THE REQUEST
Skip the pictures. Quote every line below, exactly, from the one with "the elephant's trunk" through the final line.

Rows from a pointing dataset

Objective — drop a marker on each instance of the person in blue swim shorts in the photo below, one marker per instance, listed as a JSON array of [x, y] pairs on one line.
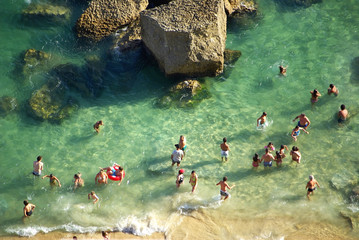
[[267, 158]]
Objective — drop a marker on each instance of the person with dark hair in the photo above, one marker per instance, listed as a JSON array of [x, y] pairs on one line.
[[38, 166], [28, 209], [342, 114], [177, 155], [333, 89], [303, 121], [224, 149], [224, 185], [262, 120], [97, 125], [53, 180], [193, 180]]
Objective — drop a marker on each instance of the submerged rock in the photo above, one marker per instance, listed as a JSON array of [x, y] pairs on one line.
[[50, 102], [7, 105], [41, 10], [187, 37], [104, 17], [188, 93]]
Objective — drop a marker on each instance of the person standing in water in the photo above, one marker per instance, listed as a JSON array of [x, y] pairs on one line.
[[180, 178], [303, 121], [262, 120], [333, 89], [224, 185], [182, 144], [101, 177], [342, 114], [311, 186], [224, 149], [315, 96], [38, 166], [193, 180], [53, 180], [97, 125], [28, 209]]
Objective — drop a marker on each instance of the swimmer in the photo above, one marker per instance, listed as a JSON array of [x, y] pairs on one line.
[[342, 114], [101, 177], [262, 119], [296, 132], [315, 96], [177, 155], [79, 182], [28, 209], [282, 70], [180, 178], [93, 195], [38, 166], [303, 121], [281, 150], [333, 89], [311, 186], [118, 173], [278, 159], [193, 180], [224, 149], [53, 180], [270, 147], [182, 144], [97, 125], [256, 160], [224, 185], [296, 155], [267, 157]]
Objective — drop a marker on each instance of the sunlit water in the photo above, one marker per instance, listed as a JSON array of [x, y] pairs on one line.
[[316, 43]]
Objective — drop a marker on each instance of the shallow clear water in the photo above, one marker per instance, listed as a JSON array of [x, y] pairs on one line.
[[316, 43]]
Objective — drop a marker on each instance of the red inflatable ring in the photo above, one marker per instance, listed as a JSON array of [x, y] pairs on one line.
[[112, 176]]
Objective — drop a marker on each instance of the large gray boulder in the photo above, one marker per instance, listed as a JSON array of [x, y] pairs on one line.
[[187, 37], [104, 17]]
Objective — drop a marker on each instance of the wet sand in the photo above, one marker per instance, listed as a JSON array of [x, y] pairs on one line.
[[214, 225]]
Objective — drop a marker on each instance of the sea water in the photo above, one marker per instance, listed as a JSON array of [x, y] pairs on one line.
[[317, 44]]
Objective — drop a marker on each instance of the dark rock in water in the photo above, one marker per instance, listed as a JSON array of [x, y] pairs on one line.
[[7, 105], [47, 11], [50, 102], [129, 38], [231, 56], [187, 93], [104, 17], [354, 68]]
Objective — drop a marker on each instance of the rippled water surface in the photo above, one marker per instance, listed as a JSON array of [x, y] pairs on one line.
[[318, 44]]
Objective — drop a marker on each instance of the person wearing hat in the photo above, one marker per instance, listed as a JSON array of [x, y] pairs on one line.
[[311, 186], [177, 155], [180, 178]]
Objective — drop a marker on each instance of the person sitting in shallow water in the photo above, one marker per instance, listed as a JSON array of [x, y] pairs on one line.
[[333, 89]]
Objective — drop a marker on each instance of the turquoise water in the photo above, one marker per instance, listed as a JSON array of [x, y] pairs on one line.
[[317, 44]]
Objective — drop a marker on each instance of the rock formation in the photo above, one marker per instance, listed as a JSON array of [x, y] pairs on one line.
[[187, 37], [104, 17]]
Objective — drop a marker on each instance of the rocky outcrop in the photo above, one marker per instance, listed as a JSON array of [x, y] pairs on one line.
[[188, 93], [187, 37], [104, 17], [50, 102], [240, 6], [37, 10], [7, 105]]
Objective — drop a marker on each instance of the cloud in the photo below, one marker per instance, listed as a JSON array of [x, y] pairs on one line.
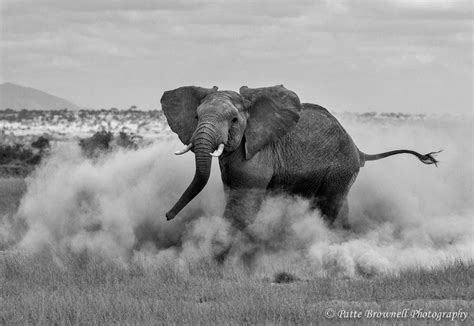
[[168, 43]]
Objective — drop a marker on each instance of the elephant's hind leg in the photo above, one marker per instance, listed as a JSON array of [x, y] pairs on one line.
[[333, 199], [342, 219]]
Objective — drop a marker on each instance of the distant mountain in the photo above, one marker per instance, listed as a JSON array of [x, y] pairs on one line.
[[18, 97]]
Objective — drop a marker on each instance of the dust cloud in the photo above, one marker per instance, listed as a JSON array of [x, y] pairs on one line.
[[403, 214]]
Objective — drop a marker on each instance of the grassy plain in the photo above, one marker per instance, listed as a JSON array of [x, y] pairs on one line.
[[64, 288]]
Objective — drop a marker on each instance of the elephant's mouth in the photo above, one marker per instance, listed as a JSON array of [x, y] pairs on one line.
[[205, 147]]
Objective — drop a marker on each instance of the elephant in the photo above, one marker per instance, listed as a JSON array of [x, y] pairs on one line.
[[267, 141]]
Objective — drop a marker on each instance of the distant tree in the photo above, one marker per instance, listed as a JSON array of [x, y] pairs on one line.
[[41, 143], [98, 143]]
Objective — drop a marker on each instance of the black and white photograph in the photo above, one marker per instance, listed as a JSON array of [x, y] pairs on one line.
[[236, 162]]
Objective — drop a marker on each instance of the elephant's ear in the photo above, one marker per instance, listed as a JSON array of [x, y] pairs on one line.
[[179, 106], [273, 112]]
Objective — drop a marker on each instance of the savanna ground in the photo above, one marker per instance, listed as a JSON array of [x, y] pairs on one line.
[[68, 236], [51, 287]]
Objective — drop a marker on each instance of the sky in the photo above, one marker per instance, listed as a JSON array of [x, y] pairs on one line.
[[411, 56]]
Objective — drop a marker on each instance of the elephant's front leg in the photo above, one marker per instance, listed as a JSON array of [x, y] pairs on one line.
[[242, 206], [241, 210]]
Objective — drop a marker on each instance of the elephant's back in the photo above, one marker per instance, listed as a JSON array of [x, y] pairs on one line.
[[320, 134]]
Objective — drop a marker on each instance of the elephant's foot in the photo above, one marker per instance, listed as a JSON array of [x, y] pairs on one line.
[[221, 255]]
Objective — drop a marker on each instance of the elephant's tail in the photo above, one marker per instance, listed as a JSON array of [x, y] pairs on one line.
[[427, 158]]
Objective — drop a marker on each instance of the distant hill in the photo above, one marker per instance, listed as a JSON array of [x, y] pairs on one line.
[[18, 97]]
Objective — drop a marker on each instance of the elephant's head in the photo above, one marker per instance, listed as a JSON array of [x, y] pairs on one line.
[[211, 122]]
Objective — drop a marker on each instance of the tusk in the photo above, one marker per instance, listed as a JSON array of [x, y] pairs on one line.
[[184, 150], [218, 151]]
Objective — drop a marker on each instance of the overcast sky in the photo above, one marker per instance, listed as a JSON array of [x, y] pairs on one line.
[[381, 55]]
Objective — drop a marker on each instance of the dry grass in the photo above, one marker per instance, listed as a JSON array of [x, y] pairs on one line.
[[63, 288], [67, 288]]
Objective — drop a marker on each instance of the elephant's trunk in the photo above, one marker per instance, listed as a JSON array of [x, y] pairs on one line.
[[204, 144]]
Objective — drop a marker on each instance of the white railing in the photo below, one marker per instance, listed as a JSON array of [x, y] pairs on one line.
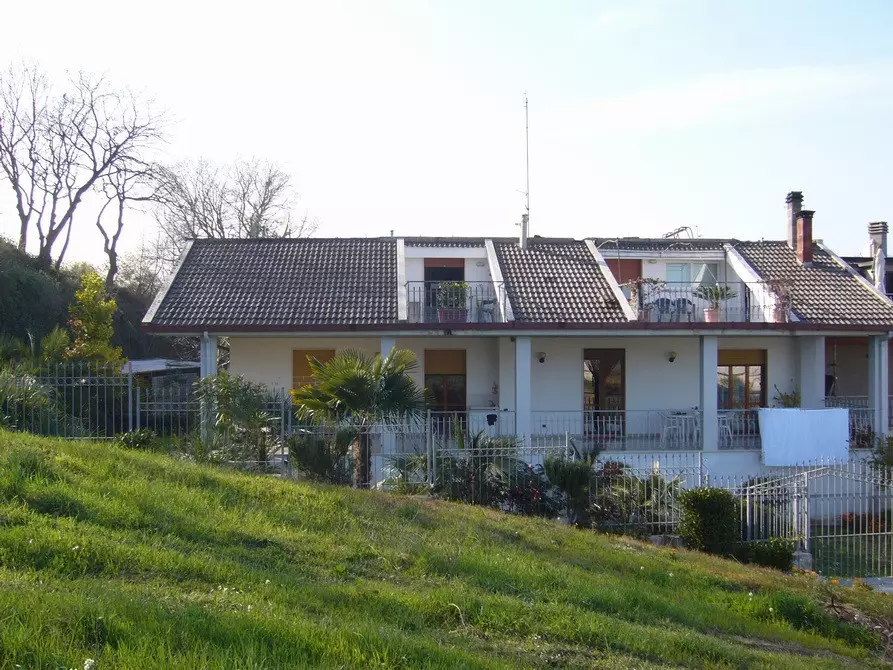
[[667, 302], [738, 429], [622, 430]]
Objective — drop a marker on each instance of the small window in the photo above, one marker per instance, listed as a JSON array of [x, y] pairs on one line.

PROBLEM SOLUTION
Objective — drop a marker on each instance of the elephant's trunk in the photo above, one marker per instance, listed as a JSON array of [x, y] pairs on one line.
[[204, 144]]
Objective — drop a marker on each instance of the white railing in the photo below, one marker per instance, listed as a JSON array of [x, y] pairs on one line.
[[667, 302], [738, 429], [622, 430]]
Objective — drop a marker on each instance of the small window in the photo above, one marker per instance, listed as a JSON array of [x, y] pairs on one line.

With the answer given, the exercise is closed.